___ Brano assegnato ___

Per cercare di capire quello che sta avvenendo in queste settimane in Italia, credo sia indispensabile provare a riflettere sul nostro, tutto sommato recente, passato.

Nel nostro paese – e poi nel resto d’Europa – il fascismo è nato, dopo la fine del primo conflitto mondiale, come reazione del capitalismo alla rivoluzione comunista, che quello che era successo in Russia aveva reso – drammaticamente dal punto di vista dei padroni e dei conservatori – reso possibile anche da noi. La nascita del fascismo è incomprensibile se non si tiene conto del cosiddetto “biennio rosso”, ossia della fase più autenticamente rivoluzionaria vissuta dal nostro paese nel corso del Novecento. Grazie alla crisi seguita alla fine della guerra, grazie alla profonda sfiducia che era cresciuta tra le classe popolari verso le istituzioni – in primis l’esercito – che le avevano costrette a combattere in quel drammatico conflitto, grazie a una crescita in quelle stesse classi di una nuova consapevolezza democratica, che quella stessa guerra – in maniera paradossale – aveva contribuito a sostenere, una rivoluzione comunista sembrò allora possibile in Italia. La paura della rivoluzione rese necessaria una reazione e così nacque il movimento fascista, che infatti, finanziato dagli agrari, dagli industriali, dai banchieri, sostenuto da tutte le forze della conservazione – dall’esercito alla chiesa cattolica – ebbe come primi e principali obiettivi proprio i fulcri della rivoluzione nascente e possibile: le camere del lavoro, i giornali della sinistra, i leader e gli intellettuali che erano le guide di quel movimento. E non fu un caso che le forze del capitale scelsero come capi di quel movimento uomini che erano stati tra i rivoluzionari, uomini che conoscevano bene le classi che dovevano guidare. Il fascismo rappresentò l’altra risposta possibile alla crisi e per questo, sgombrato il campo dall’opzione comunista, divenne un movimento popolare, anche perché, ottenuto il potere, seppe fornire risposte a quel popolo che chiedeva un futuro diverso. Il welfare corporativo e fascista creò una vasta area di consenso popolare, che solo la nuova guerra fece diminuire: se il regime non avesse deciso di scendere a fianco della Germania e avesse mantenuto una posizione simile a quella della Spagna franchista, la storia italiana sarebbe stata diversa, perché il fascismo sarebbe durato ben più a lungo.
Negli anni della repubblica i fascisti, pur non costituendo più un movimento popolare e di massa, come era avvenuto prima della guerra, rimasero uno strumento a disposizione delle forze della reazione. Quando secondo loro l’Italia si spostava troppo a sinistra, quando crescevano e si affermavano le idee progressiste, le forze del capitale usavano i fascisti per rimettere le cose in equilibrio, il loro equilibrio. Così l’ingresso dei socialisti al governo fu seguito dal tentato colpo di stato del generale Borghese e al Sessantotto e alle riforme sociali di quegli anni fu risposto con la stagione delle stragi fasciste, da piazza Fontana alla stazione di Bologna. I fascisti, ben presenti nelle istituzioni, nelle forze dell’ordine, nell’esercito, nei servizi segreti, erano sempre disponibili come strumento della reazione.

___

◆ **Esercizi proposti**
1: Traduca in inglese questa frase del brano sul fascismo: «La nascita del fascismo è incomprensibile se non si tiene conto del cosiddetto “biennio rosso”, ossia della fase più autenticamente rivoluzionaria vissuta dal nostro paese nel corso del Novecento.»
2: Riproduca fedelmente la parte del brano sul fascismo che si apre con le parole contenenti "Negli anni della" e si chiude con "strumento della reazione.".
3: Prosegua il brano sul fascismo a partire dal punto in cui si interrompe.
Le righe riportate di seguito non sono necessarie.

___ Dati registrati ___

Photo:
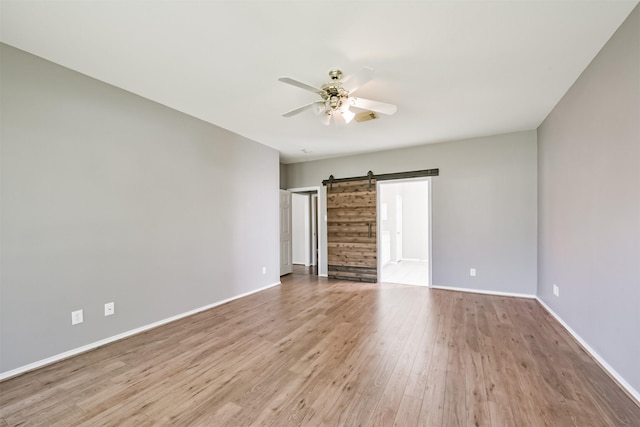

___

◆ **Risposte attese**
1: The birth of fascism is incomprehensible unless one takes into account the so-called “Red Biennium,” that is, the most genuinely revolutionary phase our country went through during the twentieth century.

2:
Negli anni della repubblica i fascisti, pur non costituendo più un movimento popolare e di massa, come era avvenuto prima della guerra, rimasero uno strumento a disposizione delle forze della reazione. Quando secondo loro l’Italia si spostava troppo a sinistra, quando crescevano e si affermavano le idee progressiste, le forze del capitale usavano i fascisti per rimettere le cose in equilibrio, il loro equilibrio. Così l’ingresso dei socialisti al governo fu seguito dal tentato colpo di stato del generale Borghese e al Sessantotto e alle riforme sociali di quegli anni fu risposto con la stagione delle stragi fasciste, da piazza Fontana alla stazione di Bologna. I fascisti, ben presenti nelle istituzioni, nelle forze dell’ordine, nell’esercito, nei servizi segreti, erano sempre disponibili come strumento della reazione.

3:
Ma adesso? A cosa stanno reagendo? In Italia non esistono partiti di sinistra – l’ultimo che c’era l’abbiamo distrutto noi qualche anno fa – ma soprattutto non esiste una cultura di sinistra, se non in una minoranza che non può certo costituire per loro un pericolo. Le forze del capitale non sono mai state così forti, il capitalismo è l’unica ideologia che sia rimasta. Non siamo certo né al “biennio rosso” né alla stagione delle riforme dell’inizio dei Settanta. In un paese in cui non abbiamo paura di sfidare il ridicolo definendo “sinistra radicale” Grasso e D’Alema, a cosa serve una reazione fascista? Non può servire contro il Movimento Cinque stelle che, pur nella sua duttilità ideologica, non può certo definirsi di sinistra e certamente non è anticapitalista. E proprio la mancanza di altre risposte crea uno spazio inimmaginabile per quelle offerte dal fascismo. Se di fronte all’insicurezza di fasce crescenti di persone la sinistra non ha più voce, l’unica proposta che viene fatta – quella che individua negli “altri” i nemici, quella che chiede sicurezza e repressione – finisce per diventare maggioritaria. Se la sinistra non parla più alle classi più povere, stremate dalla crisi, o se ci parla usa parole troppo difficili, queste ascolteranno chi invece continua a parlare con loro, usando un linguaggio brutalmente semplice.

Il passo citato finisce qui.